[GIVEN EXERCISE]
Exactly the lines from the one containing "Where can you spot the blurred" through the end of the data below are to be reproduced, and nothing besides them.

───── RECORDS PROVIDED ─────

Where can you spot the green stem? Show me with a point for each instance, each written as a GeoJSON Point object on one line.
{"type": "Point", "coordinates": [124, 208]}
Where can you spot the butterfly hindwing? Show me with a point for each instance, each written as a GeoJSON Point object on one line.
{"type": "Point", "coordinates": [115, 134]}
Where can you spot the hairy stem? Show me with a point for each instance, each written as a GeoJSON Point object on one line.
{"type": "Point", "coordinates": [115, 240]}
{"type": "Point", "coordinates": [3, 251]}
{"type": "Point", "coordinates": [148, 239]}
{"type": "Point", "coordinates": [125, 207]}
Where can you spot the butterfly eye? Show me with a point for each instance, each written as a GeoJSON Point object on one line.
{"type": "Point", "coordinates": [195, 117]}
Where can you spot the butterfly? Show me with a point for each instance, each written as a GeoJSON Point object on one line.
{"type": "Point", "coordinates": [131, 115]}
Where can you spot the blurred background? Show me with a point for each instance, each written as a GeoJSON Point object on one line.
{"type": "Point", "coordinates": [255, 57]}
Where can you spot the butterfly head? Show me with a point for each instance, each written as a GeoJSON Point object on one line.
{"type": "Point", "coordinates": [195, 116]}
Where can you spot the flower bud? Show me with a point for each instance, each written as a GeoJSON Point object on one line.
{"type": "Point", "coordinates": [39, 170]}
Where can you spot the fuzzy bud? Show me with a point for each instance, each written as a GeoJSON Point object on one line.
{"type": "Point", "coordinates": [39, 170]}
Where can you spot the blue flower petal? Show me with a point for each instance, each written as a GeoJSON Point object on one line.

─────

[COMPLETE OUTPUT]
Where can you spot the blurred background? Show me with a point for each instance, each written as a GeoJSON Point object on one line.
{"type": "Point", "coordinates": [255, 57]}
Where can you spot the butterfly head? Show me with a point for each instance, each written as a GeoJSON Point object on one line.
{"type": "Point", "coordinates": [195, 116]}
Where can you spot the flower bud? Show me with a point for each instance, each written as a GeoJSON Point object on one line.
{"type": "Point", "coordinates": [39, 170]}
Where can you spot the fuzzy bud? Show me with a point for each instance, each written as a GeoJSON Point object on one line.
{"type": "Point", "coordinates": [39, 170]}
Where can you spot the blue flower petal? Show me with a point for each instance, each written as a GeoJSON Point object on one line.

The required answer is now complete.